**Data items:**
────────────────
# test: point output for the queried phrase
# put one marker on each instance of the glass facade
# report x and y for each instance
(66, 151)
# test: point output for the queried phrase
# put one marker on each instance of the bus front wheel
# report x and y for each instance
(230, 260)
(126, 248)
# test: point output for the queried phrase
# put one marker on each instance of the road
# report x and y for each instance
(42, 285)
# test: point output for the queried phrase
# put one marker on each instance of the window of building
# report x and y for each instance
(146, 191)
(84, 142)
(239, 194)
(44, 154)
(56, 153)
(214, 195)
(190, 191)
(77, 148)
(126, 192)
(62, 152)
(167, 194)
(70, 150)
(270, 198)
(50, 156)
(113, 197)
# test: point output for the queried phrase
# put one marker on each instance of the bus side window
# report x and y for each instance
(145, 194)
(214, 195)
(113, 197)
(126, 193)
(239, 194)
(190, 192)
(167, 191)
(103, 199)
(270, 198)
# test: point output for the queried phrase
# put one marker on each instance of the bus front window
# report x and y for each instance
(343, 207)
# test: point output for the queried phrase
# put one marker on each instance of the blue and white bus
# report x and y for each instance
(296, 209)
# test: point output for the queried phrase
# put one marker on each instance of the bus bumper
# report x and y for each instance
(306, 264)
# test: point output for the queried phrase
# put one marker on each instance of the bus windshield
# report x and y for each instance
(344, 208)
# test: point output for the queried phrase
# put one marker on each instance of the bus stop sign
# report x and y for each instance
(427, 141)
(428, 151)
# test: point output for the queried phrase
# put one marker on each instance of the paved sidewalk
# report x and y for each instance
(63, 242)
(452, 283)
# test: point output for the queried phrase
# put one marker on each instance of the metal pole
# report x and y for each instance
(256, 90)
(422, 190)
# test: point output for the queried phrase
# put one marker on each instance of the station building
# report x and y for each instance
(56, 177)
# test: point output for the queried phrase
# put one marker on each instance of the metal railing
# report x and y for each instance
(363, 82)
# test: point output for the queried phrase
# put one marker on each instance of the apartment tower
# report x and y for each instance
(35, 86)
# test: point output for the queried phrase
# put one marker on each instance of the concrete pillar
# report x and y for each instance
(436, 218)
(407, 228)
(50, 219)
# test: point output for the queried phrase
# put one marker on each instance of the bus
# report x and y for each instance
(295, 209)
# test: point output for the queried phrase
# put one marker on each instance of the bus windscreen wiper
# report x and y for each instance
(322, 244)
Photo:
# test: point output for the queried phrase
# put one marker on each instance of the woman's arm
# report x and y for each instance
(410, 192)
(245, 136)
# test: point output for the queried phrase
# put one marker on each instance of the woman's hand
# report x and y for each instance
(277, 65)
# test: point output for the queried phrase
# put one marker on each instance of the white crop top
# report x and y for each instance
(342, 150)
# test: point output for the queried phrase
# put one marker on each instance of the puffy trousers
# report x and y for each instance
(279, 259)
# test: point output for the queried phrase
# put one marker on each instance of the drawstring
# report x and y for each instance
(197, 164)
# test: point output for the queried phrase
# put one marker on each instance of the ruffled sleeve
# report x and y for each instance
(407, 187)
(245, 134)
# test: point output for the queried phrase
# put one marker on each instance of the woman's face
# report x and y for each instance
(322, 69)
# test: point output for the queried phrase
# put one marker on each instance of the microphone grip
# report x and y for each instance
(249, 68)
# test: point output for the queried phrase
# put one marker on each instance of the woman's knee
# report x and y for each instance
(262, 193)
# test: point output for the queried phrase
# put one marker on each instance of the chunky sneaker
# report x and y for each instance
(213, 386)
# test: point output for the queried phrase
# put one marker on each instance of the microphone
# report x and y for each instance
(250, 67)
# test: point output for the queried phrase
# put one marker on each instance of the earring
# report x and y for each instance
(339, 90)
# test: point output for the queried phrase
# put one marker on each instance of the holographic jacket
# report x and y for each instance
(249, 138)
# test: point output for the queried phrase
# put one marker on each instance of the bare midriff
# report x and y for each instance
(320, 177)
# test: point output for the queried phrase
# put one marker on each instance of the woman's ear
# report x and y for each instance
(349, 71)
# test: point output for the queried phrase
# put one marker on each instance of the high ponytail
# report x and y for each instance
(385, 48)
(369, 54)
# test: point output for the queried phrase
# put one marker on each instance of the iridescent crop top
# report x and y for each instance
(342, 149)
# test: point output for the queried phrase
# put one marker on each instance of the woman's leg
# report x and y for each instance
────────────────
**ASSIGNED TASK:** Every entry is to be restated word for word.

**FINISHED TASK:**
# test: point output for the queried phrase
# put one marker on each instance of the glass facade
# report x and y for each instance
(66, 151)
# test: point output for the queried phrase
# put one marker on each instance of the bus front wheel
# report x and y for each instance
(230, 260)
(126, 248)
# test: point output for the queried phrase
# put one marker on each instance of the road
# report x and y for each instance
(42, 285)
# test: point output for the queried phrase
# put one marker on each instance of the window of building
# report x and y for each instance
(146, 191)
(84, 142)
(239, 194)
(44, 154)
(56, 153)
(214, 195)
(190, 191)
(77, 148)
(126, 192)
(62, 152)
(167, 194)
(70, 150)
(270, 198)
(50, 156)
(113, 197)
# test: point output for the queried phrase
# put one marker on each instance of the bus side window
# report x and y for each instance
(145, 194)
(214, 195)
(113, 197)
(126, 193)
(239, 194)
(190, 192)
(167, 191)
(103, 199)
(270, 198)
# test: point output for the queried phrase
# put one marker on each instance of the bus front window
# report x and y for each instance
(343, 207)
# test: point output for the queried phrase
# put one marker on each instance of the blue and white bus
# report x and y for each instance
(296, 209)
# test: point output for the queried phrase
# put one marker on each instance of the bus bumper
# report x and y for each instance
(306, 264)
# test: point output for the queried phrase
# put one marker on each instance of the bus windshield
# report x and y for each instance
(344, 208)
# test: point output for the queried phrase
# put one marker on each instance of the bus stop sign
# report x and y for each instance
(427, 141)
(428, 151)
# test: point output for the queried phrase
# put one marker on each instance of the paved sidewalk
# report x and y for each instance
(63, 242)
(452, 283)
# test: point output for the queried phrase
# put one marker on each instance of the metal pole
# report x and y for each instance
(256, 90)
(422, 190)
# test: point output for the queried phrase
# put one marker on each instance of the station building
# report x and y for each instance
(56, 177)
# test: point output for the queried phrase
# put one marker on each instance of the metal railing
# report x and y for each instance
(363, 82)
# test: point output for the queried phrase
# put one marker on each instance of the apartment tower
# report x and y for each instance
(35, 86)
# test: point output for the queried phrase
# put one marker on each instance of the concrete pillar
# report x and y for each instance
(436, 218)
(407, 228)
(50, 219)
# test: point output for the queried phrase
# put one marker on each instance of the bus
# report x and y for each instance
(295, 209)
# test: point output for the queried phrase
# put one marker on each instance of the bus windscreen wiper
# report x and y for each instance
(322, 244)
Photo:
# test: point output for the queried phrase
# put one marker on each instance of the woman's arm
# report x and y for each instance
(410, 192)
(245, 136)
# test: point output for the queried phrase
# put one marker on each instance of the woman's hand
# report x and y for each instance
(277, 65)
# test: point output for the queried phrase
# put one marker on each instance of the white crop top
# report x and y for each instance
(342, 150)
# test: point output for the queried phrase
# put one marker on each instance of the puffy trousers
# report x and y for each instance
(279, 259)
# test: point output for the queried phrase
# put one marker on each instance of the drawstring
# report x and y for each instance
(197, 164)
# test: point output for the queried phrase
# put one marker on each instance of the ruffled sleeve
# report x and y for each instance
(407, 187)
(245, 134)
# test: point output for the queried phrase
# put one marker on each instance of the woman's face
# report x and y for each instance
(322, 69)
# test: point output for the queried phrase
# put one marker on each instance of the microphone grip
# report x and y for each instance
(249, 68)
# test: point output for the queried phrase
# put one marker on each instance of the woman's knee
# report x and y for each instance
(262, 193)
# test: point output for the queried phrase
# put one marker on each instance of the chunky sneaker
# report x and y for each instance
(213, 386)
# test: point output for the queried phrase
# put one marker on each instance of the microphone
# report x and y for each instance
(250, 67)
# test: point output for the queried phrase
# put one marker on each instance of the earring
# report x and y for each instance
(339, 90)
# test: point output for the queried phrase
# put one marker on each instance of the holographic jacket
# report x and y for each instance
(249, 138)
# test: point output for the queried phrase
# put one marker on each instance of the bare midriff
# report x and y for each instance
(320, 177)
# test: point output for the queried phrase
# put one marker on each instance of the woman's ear
# report x and y for each instance
(349, 71)
# test: point output for the queried phrase
# put one marker on each instance of the high ponytail
# report x and y for each instance
(385, 48)
(369, 54)
# test: point output for the queried phrase
# put one marker on each instance of the iridescent crop top
# report x and y for each instance
(342, 149)
# test: point output for the queried phrase
# put one marker on each instance of the woman's leg
# report x and y for each instance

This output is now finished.